Reproduce each line of the entries below without changing anything.

>> BEGIN Exercise material

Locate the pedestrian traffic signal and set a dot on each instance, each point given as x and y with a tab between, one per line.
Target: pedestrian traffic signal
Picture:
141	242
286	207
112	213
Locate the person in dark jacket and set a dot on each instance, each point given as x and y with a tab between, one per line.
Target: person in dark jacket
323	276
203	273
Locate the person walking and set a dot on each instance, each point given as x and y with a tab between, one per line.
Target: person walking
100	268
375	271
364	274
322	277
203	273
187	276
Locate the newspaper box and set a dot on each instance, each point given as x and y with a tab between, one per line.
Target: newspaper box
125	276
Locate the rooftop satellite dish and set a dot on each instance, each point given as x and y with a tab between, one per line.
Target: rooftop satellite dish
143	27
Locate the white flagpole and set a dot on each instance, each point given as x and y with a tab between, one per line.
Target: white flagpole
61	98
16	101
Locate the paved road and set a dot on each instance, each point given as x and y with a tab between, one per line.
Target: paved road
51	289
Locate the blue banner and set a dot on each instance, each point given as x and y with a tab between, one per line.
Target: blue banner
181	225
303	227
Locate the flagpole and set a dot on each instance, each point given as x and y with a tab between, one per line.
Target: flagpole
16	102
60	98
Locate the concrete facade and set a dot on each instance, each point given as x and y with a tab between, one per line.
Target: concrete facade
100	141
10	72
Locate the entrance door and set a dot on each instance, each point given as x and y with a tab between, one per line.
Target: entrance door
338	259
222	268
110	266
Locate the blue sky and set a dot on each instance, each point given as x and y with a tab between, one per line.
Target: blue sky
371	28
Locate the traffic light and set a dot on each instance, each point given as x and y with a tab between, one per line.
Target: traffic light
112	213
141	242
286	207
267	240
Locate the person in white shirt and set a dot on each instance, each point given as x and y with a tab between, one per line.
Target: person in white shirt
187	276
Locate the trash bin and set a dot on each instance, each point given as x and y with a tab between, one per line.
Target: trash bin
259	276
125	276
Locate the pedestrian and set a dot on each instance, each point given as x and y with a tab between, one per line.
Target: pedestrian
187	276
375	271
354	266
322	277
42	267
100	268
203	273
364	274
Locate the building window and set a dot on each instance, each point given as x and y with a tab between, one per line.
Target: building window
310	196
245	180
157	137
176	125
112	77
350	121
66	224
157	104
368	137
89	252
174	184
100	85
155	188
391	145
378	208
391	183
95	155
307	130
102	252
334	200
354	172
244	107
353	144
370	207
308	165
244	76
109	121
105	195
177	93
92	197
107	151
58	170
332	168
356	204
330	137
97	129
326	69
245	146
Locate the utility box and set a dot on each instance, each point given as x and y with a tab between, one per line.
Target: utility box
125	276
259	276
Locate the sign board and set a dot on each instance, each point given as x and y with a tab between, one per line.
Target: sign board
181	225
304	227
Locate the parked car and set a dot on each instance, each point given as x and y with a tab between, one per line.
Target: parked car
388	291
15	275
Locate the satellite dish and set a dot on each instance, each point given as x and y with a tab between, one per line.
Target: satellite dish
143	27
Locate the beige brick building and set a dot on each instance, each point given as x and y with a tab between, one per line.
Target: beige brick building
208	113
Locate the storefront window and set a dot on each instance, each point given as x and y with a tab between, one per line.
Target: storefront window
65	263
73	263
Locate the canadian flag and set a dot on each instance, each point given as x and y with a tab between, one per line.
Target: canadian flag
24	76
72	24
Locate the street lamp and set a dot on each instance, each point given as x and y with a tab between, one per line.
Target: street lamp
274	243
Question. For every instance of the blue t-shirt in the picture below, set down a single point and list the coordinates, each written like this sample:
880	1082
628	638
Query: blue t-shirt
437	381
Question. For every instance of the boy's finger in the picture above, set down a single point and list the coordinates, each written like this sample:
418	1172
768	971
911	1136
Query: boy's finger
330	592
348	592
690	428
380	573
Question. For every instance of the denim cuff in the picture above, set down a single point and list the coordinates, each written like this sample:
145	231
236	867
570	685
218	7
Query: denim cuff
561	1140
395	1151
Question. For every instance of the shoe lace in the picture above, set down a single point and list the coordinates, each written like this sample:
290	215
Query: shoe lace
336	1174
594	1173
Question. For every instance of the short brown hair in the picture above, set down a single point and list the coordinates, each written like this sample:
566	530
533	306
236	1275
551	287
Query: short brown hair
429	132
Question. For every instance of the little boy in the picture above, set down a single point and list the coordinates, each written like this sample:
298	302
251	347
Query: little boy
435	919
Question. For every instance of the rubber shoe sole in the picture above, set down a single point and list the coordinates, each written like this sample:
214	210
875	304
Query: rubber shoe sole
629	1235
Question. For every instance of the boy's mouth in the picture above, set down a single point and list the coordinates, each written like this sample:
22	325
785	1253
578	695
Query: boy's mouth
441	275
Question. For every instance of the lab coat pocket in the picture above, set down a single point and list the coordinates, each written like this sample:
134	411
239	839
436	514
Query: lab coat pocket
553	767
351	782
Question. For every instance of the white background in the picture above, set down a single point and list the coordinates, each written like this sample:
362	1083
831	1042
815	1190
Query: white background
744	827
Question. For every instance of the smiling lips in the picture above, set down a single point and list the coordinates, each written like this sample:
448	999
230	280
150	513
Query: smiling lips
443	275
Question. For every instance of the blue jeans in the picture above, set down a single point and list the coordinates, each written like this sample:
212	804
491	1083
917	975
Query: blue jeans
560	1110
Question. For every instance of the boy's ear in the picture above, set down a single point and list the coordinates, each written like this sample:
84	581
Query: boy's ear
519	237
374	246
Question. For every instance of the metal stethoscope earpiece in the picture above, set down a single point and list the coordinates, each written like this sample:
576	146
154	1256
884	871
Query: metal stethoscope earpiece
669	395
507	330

>> END Exercise material

• **Full answer**
Locate the pedestrian traffic signal and set a dot on each instance, each point given as x and y with a tab between, one per line.
Target: pedestrian traffic signal
Picture:
141	242
286	207
112	213
Locate the person in dark jacket and set a dot on each instance, each point given as x and y with a tab between, one per line.
Target: person in dark jacket
323	276
203	273
Locate the person walking and set a dot on each instance, each point given as x and y with a tab between, one per line.
Target: person walking
100	268
375	271
364	274
322	277
203	273
187	276
Locate the newspaper box and set a dot on each instance, each point given as x and y with a tab between, one per line.
Target: newspaper box
125	276
Locate the rooftop satellite dish and set a dot on each instance, each point given as x and y with a tab between, one per line.
Target: rooftop satellite dish
143	27
Locate the white flagpole and set a dot on each instance, each point given as x and y with a tab between, one per line.
Target: white flagpole
61	98
16	101
Locate the paved road and set a dot on each instance, each point given as x and y with a tab between, one per line.
Target: paved road
51	289
Locate the blue banner and set a dot on each instance, each point given as x and y with a tab between, one per line.
Target: blue banner
181	225
303	227
Locate the flagpole and set a dot on each instance, each point given as x and y with a tab between, one per line.
Target: flagpole
16	102
60	98
Locate the concrete facade and set a dot on each instance, each point given as x and y with a tab between, one per line.
Target: concrete facade
100	141
10	72
Locate the entrance door and set a dot on each instance, each point given as x and y with a tab between, one per line.
Target: entrance door
338	259
222	268
110	266
Locate the blue sky and set a dot on each instance, each point given as x and y with a tab between, one per line.
Target: blue sky
371	28
Locate the traffic light and set a dot on each instance, each point given as x and y with a tab between, one per line.
Target: traffic light
112	213
141	242
286	207
267	240
Locate the person in white shirt and set a dot on each instance, each point given as x and y with a tab between, one per line.
Target: person in white shirt
187	276
Locate the trash bin and set a dot on each instance, each point given as x and y with a tab between, one per line.
Target: trash bin
259	276
125	276
Locate the pedestrian and set a dot on each instance, each point given as x and y with a tab between, one per line.
Target: pedestrian
187	276
375	271
354	266
322	277
42	267
100	268
203	273
364	274
Locate the building window and set a dot on each instance, each point given as x and y with a tab between, one per line.
Target: building window
310	196
245	180
157	137
176	125
112	77
350	121
66	224
157	104
368	137
89	252
174	184
100	85
155	188
391	145
378	208
391	183
95	155
307	130
102	252
334	200
354	172
244	107
353	144
370	207
308	165
244	76
109	121
105	195
177	93
92	197
107	151
58	170
332	168
356	204
330	137
97	129
326	69
245	146
Locate the utility box and set a dot on each instance, each point given as x and y with a tab between, one per line.
Target: utility box
125	276
259	276
Locate the sign board and set a dot on each instance, each point given as x and y with a tab between, one per line.
Target: sign board
181	225
304	227
Locate the parked car and set a dot on each instance, each point given as x and y with a tab between, one per line.
Target: parked car
388	291
15	275
Locate the satellite dish and set a dot on each instance, each point given as x and y with a tab between, one per line.
Target: satellite dish
143	27
Locate the beige brick building and set a dot on each instance, each point given as x and y with a tab between, one per line.
Target: beige brick building
208	113
Locate the storefront window and set a dot on each instance, each point given as x and y with a tab between, one per line.
Target: storefront window
65	263
73	263
Locate the canadian flag and set a dot on each instance, each point given as x and y with a tab between, one per line.
Target: canadian flag
24	76
72	24
Locate the street lamp and set a dot on each instance, each point given as x and y with a tab between, one per line.
Target: street lamp
274	243
Question. For every instance of the blue t-shirt in the picture below, set down a single point and list the coordinates, each written like this sample:
880	1082
628	638
Query: blue t-shirt
437	381
Question. For every instance of the boy's finger in the picture above, set down a single point and list the coordinates, each written like this sample:
418	1172
768	971
911	1136
Query: boy's finger
330	592
348	592
690	428
380	573
Question. For every instance of the denim cuff in the picture above, set down a single point and list the coordinates, each written like this sample:
145	231
236	867
570	685
218	7
Query: denim cuff
561	1140
395	1151
Question. For every instance of the shoe lace in the picture above, set down a single point and list the coordinates, each written like this sample:
290	215
Query: shoe lace
336	1174
594	1173
Question. For every instance of the short brown hair in the picture above, set down a single point and list the coordinates, each written like this sample:
566	530
533	306
236	1275
551	287
Query: short brown hair
429	132
Question. For every instance of the little boy in the picture above, set down a single point and list the coordinates, each written like this sample:
298	302
251	347
Query: little boy
435	919
Question. For every instance of the rubber shoe sole in the picture above, set down a single point and list the coordinates, each written like this sample:
214	210
875	304
Query: rubber shoe sole
629	1235
Question. For every instance of the boy's mouth in the picture above, set down a single point and list the coordinates, each written like this sample:
22	325
785	1253
578	695
Query: boy's mouth
441	275
Question. For every instance of the lab coat pocket in the picture above, set down a single point and list the coordinates, each written like this sample:
134	411
239	839
436	514
Query: lab coat pocket
553	767
351	782
Question. For every instance of the white background in the picture above, set down a single point and list the coordinates, each written like this sample:
362	1083
831	1042
815	1190
Query: white background
744	827
Question. For every instance of the smiling lips in the picture above, set down a single point and list the coordinates, each written like this sample:
448	999
230	280
150	513
Query: smiling lips
443	275
Question. For every instance of the blue jeans in the picture above, set down a single point and list the coordinates, each written like this sample:
212	804
491	1083
917	975
Query: blue jeans
560	1110
Question. For every instance of the boy's ear in the picture above, set down a single point and list the coordinates, each written like this sample:
84	581
Query: boy's ear
519	237
374	246
Question. For every instance of the metal stethoscope earpiece in the picture above, set down a single point and list the coordinates, each written like this sample:
576	146
154	1256
884	871
Query: metal stethoscope earpiece
669	395
507	330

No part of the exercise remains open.